■ **Exercise goal**
The data must be transcribed exactly, with no line missing.

Data to examine: Begin

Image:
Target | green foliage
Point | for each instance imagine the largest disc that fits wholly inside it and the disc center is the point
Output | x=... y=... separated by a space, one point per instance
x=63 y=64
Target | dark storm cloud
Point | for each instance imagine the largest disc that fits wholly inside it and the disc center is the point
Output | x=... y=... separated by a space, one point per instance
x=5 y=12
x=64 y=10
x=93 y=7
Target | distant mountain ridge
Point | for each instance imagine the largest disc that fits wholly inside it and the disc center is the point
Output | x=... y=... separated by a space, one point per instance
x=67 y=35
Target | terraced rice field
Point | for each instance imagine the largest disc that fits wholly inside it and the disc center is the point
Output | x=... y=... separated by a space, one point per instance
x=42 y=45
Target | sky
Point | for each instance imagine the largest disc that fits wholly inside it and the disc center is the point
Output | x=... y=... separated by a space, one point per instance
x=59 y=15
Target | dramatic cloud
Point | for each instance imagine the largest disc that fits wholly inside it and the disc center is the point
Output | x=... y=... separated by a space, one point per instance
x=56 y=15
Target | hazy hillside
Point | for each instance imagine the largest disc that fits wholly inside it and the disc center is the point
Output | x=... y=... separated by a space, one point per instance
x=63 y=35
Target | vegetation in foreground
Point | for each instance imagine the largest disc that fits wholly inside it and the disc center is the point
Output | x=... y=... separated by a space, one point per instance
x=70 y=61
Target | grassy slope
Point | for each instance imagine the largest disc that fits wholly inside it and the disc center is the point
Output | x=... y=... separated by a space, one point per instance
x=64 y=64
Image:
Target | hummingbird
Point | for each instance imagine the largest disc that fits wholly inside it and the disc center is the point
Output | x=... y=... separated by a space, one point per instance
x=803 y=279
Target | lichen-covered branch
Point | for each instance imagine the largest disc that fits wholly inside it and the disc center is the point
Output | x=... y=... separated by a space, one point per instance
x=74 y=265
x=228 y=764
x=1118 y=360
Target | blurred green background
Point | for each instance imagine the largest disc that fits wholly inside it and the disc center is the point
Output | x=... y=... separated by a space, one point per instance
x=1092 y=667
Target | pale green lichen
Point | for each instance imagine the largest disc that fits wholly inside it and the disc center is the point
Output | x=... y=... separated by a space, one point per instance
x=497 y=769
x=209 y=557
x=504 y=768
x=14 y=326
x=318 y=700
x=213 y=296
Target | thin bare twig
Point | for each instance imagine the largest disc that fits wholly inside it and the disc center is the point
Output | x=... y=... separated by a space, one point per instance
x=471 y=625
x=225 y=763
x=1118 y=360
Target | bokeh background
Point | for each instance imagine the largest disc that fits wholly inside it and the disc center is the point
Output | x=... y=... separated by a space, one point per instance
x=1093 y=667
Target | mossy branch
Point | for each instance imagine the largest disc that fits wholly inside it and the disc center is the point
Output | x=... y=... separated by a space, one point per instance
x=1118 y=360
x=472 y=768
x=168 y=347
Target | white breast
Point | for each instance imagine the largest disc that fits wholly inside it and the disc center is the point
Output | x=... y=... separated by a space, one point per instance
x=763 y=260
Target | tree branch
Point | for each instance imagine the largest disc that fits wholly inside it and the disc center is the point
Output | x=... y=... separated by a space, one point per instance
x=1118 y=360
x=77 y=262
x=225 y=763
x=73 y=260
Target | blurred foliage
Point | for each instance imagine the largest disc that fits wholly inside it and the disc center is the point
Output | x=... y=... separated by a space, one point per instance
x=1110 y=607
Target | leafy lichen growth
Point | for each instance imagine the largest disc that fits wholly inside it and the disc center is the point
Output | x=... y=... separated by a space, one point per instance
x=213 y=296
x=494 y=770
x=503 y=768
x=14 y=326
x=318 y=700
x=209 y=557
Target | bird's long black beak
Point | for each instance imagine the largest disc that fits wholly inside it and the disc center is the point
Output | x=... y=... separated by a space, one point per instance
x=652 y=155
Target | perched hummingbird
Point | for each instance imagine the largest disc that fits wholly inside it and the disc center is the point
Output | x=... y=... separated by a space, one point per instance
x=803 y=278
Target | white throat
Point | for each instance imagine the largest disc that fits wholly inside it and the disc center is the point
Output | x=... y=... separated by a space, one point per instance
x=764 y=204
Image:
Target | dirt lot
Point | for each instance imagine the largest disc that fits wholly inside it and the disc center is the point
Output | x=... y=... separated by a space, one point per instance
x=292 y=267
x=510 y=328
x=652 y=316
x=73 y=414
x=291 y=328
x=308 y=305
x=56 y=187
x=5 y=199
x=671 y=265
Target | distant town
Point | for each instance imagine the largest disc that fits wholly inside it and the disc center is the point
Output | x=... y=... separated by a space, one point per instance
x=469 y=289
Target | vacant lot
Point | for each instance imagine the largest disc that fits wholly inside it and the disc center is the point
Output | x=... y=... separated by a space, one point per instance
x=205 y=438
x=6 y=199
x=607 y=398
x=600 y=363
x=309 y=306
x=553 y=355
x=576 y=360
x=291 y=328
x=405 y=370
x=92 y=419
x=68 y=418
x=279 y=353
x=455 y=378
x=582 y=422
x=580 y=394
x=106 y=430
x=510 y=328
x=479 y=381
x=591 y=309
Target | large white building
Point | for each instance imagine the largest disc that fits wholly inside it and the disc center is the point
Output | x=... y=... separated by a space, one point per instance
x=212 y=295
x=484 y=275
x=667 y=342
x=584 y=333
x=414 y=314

Data to examine: End

■ **Solution for this task**
Image:
Target | green foliage
Point | for each instance imagine the largest disc that fits wholly inside it and the disc center is the point
Output | x=... y=... separated by a space, one point per instance
x=63 y=64
Target | dark storm cloud
Point | for each instance imagine the largest disc that fits wholly inside it and the disc center is the point
Output | x=... y=... separated by a space, one point per instance
x=5 y=12
x=64 y=10
x=93 y=7
Target | distant mountain ridge
Point | for each instance imagine the largest disc that fits wholly inside it and the disc center is the point
Output | x=... y=... separated by a space, one point per instance
x=67 y=35
Target | terraced rice field
Point | for each instance imagine the largest disc that fits wholly inside it and the disc center is the point
Output | x=... y=... separated by a space, one point per instance
x=42 y=45
Target | sky
Point | for each instance imagine the largest disc that fits wholly inside it and the disc center is the point
Output | x=... y=... separated by a space, one point per instance
x=59 y=15
Target | dramatic cloud
Point | for each instance imagine the largest disc that fits wholly inside it and the disc center is the point
Output | x=... y=... separated by a space, one point per instance
x=56 y=15
Target | hazy hillside
Point | for each instance imagine the largest disc that fits wholly inside it and the disc center is the point
Output | x=... y=... separated by a space, one point per instance
x=63 y=35
Target | vegetation in foreground
Point | for each instance imagine the largest disc that fits wholly inside it and the disc center is the point
Output | x=... y=... separated by a space, one point per instance
x=70 y=61
Target | grassy slope
Point | for each instance imagine the largest disc that fits wholly inside it and the disc center is the point
Output | x=... y=... separated by a space, one point per instance
x=64 y=64
Image:
Target | hummingbird
Point | for each instance imagine the largest disc that fits wholly inside it and the disc center is the point
Output | x=... y=... separated by a space, one point per instance
x=803 y=279
Target | lichen-covered branch
Point | for each instance imagine the largest disc that fits wholly inside it and the disc center is the point
Output | x=... y=... separated by a space, one point per instance
x=74 y=265
x=228 y=764
x=1118 y=360
Target | blurred green background
Point | for each instance imagine the largest disc that fits wholly inside it and the disc center is the point
Output | x=... y=... separated by a space, one point per instance
x=1092 y=667
Target | pale green lichen
Point | for each instance imagine the largest disc that fits wholly inside it and the disc center is the point
Output | x=... y=... separated by a space, one point per instance
x=497 y=769
x=209 y=557
x=504 y=768
x=14 y=326
x=318 y=700
x=213 y=296
Target | thin bare twig
Point | for each instance imagine the largest disc that fits wholly inside it and the disc center is the point
Output | x=... y=... separated by a space, one point per instance
x=471 y=625
x=225 y=763
x=1118 y=360
Target | bokeh background
Point | for each instance imagine the largest disc that fits wholly inside it and the disc center is the point
Output | x=... y=... separated by a space, one point per instance
x=1093 y=667
Target | mossy branch
Point | for each instance imagine the largest disc that fits wholly inside it and the disc center is the point
Output | x=... y=... separated by a space, one point per instance
x=1118 y=360
x=472 y=768
x=168 y=347
Target | white breast
Point | for each instance imagine the largest disc that fits wholly inside it and the disc center is the point
Output | x=... y=... separated by a space, one point per instance
x=763 y=260
Target | tree branch
Point | for each instance imagine the largest disc that fits wholly inside it and the disc center is the point
Output | x=... y=... separated by a space, one point per instance
x=1118 y=360
x=77 y=262
x=225 y=763
x=73 y=260
Target | blurred foliage
Point | for each instance imagine the largest disc that fits wholly inside it and the disc center is the point
Output | x=... y=... separated by a space, one point per instance
x=1110 y=607
Target | leafy lichen growth
Point | for each instance imagine the largest disc that fits wholly inside it and the disc center is the point
Output | x=... y=... separated by a space, one point per instance
x=213 y=296
x=494 y=770
x=503 y=768
x=14 y=326
x=318 y=700
x=209 y=557
Target | bird's long black beak
Point | for each instance imagine the largest disc that fits wholly inside it and the disc center is the point
Output | x=... y=... separated by a space, one point per instance
x=652 y=155
Target | perched hummingbird
Point | for each instance imagine the largest disc that fits wholly inside it and the disc center is the point
Output | x=... y=... separated by a space, one point per instance
x=803 y=278
Target | white throat
Point | for each instance imagine the largest disc that fits wholly inside it and the disc center is the point
Output | x=... y=... separated by a space, one point per instance
x=764 y=204
Image:
Target | dirt lot
Point | for each instance imagine the largest disc that fits wholly inside it and the disc center is the point
Output | x=... y=... separated by a space, one point per instance
x=292 y=267
x=510 y=328
x=652 y=316
x=73 y=414
x=291 y=328
x=308 y=305
x=56 y=187
x=5 y=199
x=671 y=265
Target | distant town
Point | for each instance imagine the largest disc that fits wholly inside it and the disc center is the point
Output | x=... y=... separated by a space, one point per instance
x=469 y=289
Target | vacant lot
Point | for each instance imagine the largest disc that fits wholly inside it and the disc center is the point
Output | x=... y=... separated by a space, one point per instance
x=205 y=438
x=6 y=199
x=607 y=398
x=600 y=363
x=309 y=306
x=553 y=355
x=576 y=360
x=291 y=328
x=405 y=370
x=92 y=419
x=68 y=418
x=279 y=353
x=455 y=378
x=582 y=422
x=580 y=394
x=106 y=430
x=510 y=328
x=479 y=381
x=591 y=309
Target | large white building
Point | for each instance imagine the largest disc that fits wholly inside it and the disc center is the point
Output | x=... y=... separated by a space, one point per instance
x=212 y=295
x=484 y=275
x=667 y=342
x=584 y=333
x=414 y=314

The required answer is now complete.